--- START OF Listing ---

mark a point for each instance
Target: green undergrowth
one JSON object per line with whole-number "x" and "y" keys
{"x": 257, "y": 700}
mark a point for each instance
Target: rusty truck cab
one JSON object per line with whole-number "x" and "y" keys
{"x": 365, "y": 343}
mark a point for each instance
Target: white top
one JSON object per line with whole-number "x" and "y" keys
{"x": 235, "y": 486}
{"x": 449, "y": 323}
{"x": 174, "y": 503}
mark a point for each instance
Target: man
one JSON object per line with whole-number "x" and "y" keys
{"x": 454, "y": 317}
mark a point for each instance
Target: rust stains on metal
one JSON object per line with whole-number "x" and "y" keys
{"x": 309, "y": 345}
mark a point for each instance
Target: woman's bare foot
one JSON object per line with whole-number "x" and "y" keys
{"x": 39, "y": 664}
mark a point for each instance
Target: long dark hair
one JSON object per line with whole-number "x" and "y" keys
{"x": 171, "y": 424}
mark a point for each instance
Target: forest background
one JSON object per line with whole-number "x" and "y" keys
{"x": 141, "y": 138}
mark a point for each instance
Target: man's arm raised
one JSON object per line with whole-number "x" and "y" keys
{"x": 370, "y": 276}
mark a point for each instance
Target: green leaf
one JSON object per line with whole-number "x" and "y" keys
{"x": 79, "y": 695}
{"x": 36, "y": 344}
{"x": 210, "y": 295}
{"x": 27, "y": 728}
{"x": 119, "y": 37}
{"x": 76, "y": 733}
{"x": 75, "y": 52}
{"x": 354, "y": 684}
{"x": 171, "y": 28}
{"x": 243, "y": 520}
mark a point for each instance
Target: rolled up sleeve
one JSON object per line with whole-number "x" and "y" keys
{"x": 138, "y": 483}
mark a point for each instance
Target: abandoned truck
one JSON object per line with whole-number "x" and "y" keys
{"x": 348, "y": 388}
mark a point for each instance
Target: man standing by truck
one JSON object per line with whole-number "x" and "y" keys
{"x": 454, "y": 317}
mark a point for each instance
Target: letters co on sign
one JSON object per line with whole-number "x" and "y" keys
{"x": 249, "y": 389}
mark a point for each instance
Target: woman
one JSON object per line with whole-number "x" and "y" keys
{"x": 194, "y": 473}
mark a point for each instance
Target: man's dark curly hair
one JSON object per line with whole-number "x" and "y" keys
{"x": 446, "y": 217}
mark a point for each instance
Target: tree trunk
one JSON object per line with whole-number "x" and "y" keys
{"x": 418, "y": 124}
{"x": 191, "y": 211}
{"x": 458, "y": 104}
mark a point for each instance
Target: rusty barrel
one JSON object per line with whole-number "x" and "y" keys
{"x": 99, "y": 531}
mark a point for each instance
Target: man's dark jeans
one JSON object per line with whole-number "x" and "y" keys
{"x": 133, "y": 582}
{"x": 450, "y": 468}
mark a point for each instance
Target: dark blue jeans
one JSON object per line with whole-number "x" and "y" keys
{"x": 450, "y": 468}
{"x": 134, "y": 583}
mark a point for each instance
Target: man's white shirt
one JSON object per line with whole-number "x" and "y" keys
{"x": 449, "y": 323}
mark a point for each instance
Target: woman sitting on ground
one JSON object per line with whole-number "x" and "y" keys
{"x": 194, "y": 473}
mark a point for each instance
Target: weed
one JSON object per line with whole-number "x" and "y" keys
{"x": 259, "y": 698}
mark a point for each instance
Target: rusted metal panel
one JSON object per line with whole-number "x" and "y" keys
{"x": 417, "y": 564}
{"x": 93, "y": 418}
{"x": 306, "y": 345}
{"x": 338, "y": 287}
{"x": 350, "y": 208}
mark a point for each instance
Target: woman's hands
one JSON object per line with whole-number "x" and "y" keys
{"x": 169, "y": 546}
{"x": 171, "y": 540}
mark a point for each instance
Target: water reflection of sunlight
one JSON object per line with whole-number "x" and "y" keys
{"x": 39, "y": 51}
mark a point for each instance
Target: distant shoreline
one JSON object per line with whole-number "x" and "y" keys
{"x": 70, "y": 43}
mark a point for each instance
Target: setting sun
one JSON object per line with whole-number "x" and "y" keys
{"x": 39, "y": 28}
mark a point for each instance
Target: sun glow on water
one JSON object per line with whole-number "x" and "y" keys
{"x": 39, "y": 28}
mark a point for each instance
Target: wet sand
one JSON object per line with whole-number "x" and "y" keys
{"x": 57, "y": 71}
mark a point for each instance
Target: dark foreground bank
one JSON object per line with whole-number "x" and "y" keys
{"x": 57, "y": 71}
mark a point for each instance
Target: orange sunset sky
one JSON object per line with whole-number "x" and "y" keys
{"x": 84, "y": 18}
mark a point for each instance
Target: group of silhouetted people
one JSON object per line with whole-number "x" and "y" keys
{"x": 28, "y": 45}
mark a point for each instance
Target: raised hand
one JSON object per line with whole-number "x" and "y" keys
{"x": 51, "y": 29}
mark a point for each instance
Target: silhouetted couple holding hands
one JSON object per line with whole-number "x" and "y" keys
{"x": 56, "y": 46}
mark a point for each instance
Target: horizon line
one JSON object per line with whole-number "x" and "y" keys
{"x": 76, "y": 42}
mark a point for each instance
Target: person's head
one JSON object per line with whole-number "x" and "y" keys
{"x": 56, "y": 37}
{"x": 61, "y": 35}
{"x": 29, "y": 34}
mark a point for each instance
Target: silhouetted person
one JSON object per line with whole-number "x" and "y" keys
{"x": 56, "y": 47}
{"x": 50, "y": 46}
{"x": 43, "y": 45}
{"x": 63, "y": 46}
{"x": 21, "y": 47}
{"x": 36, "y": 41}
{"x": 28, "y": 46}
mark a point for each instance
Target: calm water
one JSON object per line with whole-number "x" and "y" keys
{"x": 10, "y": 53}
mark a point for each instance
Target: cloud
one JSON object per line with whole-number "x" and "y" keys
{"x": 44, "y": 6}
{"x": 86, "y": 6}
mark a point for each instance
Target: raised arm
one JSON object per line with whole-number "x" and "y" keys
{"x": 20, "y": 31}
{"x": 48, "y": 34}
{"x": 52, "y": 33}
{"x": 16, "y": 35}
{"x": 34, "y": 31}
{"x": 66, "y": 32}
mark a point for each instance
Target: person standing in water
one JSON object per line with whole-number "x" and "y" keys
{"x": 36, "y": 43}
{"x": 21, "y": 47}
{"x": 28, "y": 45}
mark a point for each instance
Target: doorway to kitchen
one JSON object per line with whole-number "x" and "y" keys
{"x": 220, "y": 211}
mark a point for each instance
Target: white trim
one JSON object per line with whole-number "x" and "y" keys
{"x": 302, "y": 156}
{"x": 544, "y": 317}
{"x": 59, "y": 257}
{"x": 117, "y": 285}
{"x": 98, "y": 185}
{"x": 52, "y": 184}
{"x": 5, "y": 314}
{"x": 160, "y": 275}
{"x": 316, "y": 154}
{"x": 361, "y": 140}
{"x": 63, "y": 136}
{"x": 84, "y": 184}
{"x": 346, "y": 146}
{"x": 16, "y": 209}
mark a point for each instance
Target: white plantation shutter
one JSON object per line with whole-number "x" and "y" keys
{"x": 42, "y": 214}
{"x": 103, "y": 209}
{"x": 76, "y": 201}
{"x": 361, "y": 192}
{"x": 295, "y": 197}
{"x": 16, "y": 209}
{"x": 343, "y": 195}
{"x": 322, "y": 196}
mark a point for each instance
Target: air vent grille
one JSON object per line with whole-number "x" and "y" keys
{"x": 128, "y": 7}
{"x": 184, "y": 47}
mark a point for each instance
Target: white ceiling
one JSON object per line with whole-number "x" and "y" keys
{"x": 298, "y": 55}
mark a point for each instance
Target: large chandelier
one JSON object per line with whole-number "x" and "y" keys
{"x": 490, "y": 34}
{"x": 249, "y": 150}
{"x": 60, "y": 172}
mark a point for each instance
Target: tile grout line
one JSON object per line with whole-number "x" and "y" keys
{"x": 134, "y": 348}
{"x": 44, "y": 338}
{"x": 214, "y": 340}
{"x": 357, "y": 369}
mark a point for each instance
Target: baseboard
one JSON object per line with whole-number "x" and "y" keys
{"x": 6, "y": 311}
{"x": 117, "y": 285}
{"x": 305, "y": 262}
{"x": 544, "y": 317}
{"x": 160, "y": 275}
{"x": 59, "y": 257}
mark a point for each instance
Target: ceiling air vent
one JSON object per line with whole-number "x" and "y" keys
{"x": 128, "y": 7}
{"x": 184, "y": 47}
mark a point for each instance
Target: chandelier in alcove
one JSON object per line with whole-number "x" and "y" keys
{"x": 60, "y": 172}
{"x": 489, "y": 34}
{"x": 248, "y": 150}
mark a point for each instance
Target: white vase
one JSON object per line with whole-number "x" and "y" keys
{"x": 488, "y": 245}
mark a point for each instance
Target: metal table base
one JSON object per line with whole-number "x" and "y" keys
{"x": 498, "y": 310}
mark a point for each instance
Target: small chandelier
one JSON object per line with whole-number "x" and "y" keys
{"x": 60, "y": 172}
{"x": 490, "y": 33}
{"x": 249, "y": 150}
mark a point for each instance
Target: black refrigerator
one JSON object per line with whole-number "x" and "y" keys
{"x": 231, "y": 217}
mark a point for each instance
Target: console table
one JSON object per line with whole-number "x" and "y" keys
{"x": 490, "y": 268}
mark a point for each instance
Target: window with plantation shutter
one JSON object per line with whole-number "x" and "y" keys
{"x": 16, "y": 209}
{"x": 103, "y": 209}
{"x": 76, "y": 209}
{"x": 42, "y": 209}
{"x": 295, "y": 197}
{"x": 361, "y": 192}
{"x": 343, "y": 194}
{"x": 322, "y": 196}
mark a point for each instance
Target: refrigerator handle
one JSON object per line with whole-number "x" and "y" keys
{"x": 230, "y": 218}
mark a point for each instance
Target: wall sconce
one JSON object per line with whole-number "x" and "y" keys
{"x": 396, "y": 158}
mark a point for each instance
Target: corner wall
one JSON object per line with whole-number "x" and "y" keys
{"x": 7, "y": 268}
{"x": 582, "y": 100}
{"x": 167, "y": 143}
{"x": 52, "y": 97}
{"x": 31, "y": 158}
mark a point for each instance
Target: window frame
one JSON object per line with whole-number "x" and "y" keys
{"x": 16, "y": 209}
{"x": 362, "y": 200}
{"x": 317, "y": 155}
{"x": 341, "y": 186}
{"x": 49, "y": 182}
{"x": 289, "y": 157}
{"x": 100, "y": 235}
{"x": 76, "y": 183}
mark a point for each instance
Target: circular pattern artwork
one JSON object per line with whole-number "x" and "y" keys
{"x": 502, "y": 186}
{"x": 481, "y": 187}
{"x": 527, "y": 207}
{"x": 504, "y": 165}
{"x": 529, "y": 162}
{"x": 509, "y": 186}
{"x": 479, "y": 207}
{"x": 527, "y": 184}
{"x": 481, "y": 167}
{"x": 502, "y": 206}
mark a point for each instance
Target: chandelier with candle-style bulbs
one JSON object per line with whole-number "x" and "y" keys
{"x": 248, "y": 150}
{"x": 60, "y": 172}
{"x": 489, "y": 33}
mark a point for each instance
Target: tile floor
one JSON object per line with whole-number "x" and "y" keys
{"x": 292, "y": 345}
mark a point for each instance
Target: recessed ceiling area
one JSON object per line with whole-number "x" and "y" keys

--- END OF Listing ---

_Task directions_.
How many lines of the records contain the word "white"? Treat case as significant, and reply with the number alone.

_Solution_.
6